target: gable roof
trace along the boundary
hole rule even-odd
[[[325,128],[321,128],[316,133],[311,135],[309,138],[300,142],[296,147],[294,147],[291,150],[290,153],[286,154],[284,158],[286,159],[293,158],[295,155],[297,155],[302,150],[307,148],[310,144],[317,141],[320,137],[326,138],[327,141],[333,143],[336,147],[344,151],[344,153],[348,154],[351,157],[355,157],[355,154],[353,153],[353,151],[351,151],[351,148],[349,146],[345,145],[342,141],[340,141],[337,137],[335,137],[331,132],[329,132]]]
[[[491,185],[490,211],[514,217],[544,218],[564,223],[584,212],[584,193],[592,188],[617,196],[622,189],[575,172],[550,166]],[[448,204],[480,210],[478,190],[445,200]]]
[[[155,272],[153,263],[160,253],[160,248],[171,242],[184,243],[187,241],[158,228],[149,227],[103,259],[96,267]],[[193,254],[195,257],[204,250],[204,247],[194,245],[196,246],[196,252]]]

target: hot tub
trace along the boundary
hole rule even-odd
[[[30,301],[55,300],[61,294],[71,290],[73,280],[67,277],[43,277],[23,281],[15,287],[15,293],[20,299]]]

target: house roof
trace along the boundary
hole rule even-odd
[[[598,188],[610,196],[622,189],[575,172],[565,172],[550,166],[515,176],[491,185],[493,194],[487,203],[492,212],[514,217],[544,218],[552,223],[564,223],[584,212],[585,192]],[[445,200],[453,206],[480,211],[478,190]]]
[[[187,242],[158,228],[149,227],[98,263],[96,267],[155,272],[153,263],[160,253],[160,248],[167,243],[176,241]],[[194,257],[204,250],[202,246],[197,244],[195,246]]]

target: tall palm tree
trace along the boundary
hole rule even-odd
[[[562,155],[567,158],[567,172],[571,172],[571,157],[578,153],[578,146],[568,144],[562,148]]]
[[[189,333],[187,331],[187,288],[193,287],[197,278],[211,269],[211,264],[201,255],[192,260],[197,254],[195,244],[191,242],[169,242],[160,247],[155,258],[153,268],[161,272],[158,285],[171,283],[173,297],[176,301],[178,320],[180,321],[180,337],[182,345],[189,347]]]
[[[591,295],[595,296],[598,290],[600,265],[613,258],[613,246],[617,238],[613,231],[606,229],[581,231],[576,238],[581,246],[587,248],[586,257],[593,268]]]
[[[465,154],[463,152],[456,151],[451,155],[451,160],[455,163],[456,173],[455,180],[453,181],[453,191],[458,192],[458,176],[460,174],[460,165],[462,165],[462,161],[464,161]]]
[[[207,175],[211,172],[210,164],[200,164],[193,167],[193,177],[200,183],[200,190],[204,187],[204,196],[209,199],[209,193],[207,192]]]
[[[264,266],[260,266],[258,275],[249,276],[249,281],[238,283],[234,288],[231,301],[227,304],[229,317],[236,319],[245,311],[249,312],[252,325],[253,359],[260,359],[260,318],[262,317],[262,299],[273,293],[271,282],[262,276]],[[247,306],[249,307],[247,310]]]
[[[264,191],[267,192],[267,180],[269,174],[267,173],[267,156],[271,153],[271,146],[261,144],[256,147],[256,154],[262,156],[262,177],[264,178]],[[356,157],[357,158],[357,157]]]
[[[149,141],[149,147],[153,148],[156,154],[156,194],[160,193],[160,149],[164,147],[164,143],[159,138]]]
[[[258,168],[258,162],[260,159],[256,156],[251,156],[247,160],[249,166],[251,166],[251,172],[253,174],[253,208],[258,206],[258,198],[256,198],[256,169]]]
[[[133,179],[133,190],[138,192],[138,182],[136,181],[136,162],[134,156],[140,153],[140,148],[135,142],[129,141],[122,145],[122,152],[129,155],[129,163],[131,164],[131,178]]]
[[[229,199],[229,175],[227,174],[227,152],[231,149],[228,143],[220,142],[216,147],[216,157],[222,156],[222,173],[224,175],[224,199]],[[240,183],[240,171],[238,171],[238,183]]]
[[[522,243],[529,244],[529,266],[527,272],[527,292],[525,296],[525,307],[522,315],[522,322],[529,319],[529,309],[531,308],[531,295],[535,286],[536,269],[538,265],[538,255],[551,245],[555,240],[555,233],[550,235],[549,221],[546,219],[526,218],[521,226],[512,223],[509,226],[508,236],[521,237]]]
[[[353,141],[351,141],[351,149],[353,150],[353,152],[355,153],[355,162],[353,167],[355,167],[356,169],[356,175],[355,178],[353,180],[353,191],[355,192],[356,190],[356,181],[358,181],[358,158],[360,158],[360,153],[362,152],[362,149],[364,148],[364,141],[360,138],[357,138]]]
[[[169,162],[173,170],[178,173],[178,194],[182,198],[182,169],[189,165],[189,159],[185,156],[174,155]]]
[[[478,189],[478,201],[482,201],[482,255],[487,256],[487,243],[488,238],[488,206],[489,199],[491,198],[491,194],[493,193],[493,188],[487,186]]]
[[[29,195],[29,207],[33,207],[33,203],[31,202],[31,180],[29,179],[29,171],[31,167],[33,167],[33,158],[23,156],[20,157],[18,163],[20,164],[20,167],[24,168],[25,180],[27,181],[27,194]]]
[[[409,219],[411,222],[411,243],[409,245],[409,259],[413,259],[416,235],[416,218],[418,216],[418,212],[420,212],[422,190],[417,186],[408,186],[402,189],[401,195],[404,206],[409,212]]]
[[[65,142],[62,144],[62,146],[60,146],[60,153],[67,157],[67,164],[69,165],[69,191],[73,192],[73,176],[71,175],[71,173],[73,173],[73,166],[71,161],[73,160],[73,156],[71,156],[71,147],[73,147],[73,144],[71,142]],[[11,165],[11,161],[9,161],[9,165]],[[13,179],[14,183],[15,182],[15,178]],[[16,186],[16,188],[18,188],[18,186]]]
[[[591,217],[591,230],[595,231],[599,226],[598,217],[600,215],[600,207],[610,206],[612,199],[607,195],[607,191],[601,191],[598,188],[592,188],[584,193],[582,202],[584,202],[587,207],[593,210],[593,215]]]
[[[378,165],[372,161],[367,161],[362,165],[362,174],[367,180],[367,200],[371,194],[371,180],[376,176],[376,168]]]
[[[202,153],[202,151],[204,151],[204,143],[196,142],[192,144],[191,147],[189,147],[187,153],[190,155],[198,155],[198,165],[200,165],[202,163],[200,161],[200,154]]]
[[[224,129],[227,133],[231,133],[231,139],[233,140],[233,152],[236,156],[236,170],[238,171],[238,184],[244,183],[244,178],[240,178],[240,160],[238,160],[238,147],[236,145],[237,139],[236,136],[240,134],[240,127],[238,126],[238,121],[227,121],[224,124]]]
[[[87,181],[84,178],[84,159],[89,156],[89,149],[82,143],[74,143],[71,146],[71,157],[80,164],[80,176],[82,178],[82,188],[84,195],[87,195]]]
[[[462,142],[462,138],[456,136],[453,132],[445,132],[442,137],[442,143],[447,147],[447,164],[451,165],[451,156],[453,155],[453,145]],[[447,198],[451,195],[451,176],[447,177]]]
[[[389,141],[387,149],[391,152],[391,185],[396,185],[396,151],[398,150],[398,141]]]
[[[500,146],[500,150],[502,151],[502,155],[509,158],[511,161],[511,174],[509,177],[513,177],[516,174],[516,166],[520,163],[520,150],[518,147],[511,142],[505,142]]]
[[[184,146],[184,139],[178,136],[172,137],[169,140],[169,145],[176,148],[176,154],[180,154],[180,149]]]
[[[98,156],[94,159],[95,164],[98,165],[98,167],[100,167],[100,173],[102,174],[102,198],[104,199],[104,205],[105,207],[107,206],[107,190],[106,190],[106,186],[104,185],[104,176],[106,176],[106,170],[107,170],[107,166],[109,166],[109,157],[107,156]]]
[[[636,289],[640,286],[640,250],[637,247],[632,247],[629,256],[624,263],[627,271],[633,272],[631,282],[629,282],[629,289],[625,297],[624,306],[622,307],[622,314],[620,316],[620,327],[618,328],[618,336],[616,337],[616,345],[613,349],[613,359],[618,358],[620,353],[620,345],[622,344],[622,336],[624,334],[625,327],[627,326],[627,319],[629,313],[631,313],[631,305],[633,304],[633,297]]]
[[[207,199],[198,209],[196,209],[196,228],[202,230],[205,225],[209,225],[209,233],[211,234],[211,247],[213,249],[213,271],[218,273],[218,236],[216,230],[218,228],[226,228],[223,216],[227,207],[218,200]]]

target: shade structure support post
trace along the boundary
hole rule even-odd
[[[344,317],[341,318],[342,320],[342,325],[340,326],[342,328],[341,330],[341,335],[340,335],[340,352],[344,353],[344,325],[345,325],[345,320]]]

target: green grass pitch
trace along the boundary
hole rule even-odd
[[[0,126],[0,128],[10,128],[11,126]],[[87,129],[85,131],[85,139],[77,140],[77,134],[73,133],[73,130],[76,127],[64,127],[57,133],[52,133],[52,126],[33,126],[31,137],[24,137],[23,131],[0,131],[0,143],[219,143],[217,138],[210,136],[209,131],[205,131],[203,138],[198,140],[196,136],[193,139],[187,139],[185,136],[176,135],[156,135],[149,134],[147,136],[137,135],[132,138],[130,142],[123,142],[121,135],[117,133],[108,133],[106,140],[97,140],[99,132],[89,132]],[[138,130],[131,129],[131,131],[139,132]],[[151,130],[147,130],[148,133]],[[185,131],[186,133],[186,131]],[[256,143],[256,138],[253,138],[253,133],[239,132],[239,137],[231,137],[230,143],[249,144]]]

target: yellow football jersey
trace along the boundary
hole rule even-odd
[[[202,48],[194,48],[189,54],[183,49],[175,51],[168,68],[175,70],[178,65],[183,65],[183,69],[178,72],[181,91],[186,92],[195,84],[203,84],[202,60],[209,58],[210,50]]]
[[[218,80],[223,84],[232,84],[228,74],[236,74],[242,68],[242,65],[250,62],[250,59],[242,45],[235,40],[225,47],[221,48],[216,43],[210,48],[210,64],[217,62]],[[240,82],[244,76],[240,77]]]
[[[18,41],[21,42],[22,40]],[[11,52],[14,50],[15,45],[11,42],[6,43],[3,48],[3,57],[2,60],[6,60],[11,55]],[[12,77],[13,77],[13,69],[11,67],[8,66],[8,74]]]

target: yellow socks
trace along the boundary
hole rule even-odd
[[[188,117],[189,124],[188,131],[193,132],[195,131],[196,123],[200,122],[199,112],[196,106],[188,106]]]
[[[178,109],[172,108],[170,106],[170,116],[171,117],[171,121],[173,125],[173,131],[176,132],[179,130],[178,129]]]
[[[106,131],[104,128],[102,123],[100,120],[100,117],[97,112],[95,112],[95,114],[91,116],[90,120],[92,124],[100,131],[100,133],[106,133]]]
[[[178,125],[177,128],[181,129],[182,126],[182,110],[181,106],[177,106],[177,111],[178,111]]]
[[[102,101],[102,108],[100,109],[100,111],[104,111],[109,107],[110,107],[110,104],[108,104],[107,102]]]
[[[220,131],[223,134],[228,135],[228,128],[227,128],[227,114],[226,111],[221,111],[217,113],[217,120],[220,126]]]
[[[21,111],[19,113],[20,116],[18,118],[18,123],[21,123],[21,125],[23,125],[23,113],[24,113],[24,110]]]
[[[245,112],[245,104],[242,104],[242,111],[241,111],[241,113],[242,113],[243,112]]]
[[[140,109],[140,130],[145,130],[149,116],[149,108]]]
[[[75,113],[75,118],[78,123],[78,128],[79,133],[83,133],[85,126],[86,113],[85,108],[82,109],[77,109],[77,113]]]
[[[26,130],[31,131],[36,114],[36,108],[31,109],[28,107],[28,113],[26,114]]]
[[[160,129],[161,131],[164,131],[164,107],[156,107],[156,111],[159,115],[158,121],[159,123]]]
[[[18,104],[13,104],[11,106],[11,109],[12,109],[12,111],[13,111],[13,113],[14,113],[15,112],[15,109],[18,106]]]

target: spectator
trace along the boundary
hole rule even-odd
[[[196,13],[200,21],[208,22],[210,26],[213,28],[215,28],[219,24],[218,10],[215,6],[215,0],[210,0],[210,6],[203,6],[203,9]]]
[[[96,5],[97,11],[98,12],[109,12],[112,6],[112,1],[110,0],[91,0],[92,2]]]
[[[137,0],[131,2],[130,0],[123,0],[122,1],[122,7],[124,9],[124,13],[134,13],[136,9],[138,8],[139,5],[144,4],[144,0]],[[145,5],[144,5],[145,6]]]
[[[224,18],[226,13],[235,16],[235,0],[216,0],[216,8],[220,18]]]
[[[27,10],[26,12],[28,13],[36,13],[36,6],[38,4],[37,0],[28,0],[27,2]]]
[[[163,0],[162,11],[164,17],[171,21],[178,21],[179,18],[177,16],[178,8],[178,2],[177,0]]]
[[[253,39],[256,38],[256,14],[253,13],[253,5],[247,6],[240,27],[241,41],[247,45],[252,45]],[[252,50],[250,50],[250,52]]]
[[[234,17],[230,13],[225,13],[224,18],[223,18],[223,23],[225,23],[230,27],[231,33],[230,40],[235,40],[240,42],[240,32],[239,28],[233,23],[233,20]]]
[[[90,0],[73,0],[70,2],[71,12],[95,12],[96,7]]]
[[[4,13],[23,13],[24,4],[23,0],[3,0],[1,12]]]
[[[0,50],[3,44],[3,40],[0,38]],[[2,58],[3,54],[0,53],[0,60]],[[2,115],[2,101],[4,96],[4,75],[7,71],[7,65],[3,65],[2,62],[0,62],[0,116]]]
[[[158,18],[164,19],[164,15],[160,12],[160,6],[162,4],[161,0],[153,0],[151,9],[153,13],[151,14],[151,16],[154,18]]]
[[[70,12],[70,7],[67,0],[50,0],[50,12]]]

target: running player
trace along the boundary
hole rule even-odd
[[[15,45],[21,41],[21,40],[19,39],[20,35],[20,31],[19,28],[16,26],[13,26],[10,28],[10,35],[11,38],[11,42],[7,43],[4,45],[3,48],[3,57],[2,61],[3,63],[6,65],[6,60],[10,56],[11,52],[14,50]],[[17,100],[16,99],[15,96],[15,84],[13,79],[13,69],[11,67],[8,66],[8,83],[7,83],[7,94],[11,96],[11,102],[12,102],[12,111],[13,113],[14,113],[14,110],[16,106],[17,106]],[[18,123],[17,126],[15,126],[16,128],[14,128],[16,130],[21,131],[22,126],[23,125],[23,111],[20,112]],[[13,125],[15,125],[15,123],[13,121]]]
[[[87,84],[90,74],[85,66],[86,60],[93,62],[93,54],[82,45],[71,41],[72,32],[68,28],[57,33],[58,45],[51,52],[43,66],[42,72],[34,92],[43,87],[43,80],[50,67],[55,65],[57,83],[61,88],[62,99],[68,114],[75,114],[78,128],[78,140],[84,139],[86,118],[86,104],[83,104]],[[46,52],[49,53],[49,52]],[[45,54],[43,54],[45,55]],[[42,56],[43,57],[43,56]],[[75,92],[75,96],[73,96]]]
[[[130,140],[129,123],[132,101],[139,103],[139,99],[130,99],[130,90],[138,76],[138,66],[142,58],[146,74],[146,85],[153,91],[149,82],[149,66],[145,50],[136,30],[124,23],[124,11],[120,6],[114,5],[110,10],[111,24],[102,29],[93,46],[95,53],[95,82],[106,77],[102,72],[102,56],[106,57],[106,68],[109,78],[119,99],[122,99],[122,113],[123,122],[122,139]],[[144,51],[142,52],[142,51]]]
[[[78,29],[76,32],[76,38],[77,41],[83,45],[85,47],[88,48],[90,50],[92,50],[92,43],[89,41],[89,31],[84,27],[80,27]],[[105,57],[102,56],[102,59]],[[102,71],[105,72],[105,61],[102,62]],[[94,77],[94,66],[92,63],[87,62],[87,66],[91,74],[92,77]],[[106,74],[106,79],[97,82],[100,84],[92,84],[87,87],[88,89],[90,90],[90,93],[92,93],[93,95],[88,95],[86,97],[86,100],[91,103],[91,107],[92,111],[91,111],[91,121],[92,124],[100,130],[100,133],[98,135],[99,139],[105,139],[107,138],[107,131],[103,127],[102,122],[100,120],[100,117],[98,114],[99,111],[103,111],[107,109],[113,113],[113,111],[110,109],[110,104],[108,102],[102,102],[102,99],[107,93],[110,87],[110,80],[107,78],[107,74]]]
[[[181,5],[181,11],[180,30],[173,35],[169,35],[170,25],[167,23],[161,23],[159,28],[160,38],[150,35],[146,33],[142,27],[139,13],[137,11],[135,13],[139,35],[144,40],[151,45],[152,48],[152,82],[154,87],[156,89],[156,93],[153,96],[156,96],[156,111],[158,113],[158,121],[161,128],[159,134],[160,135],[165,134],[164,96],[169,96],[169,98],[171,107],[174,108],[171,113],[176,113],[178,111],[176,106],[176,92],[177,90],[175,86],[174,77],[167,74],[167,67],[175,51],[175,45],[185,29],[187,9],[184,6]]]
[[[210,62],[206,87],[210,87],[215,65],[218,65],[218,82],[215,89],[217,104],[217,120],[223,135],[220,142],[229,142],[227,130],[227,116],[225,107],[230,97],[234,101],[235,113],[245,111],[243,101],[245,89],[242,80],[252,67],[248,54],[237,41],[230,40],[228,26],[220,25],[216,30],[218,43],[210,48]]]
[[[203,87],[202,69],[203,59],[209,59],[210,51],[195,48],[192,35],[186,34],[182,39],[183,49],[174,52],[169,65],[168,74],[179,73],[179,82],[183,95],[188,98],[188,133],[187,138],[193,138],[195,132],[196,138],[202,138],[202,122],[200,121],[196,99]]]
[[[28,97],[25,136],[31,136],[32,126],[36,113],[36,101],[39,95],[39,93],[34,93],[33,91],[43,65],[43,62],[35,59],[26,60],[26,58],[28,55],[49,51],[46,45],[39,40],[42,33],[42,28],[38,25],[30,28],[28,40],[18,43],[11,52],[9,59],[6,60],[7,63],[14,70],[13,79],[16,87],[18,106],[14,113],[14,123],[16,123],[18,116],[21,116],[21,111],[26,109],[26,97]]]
★ ★ ★ ★ ★ ★ ★
### Work to complete
List every line of the listing above that contains the word "yellow".

### Solution to this problem
target: yellow football jersey
target: yellow socks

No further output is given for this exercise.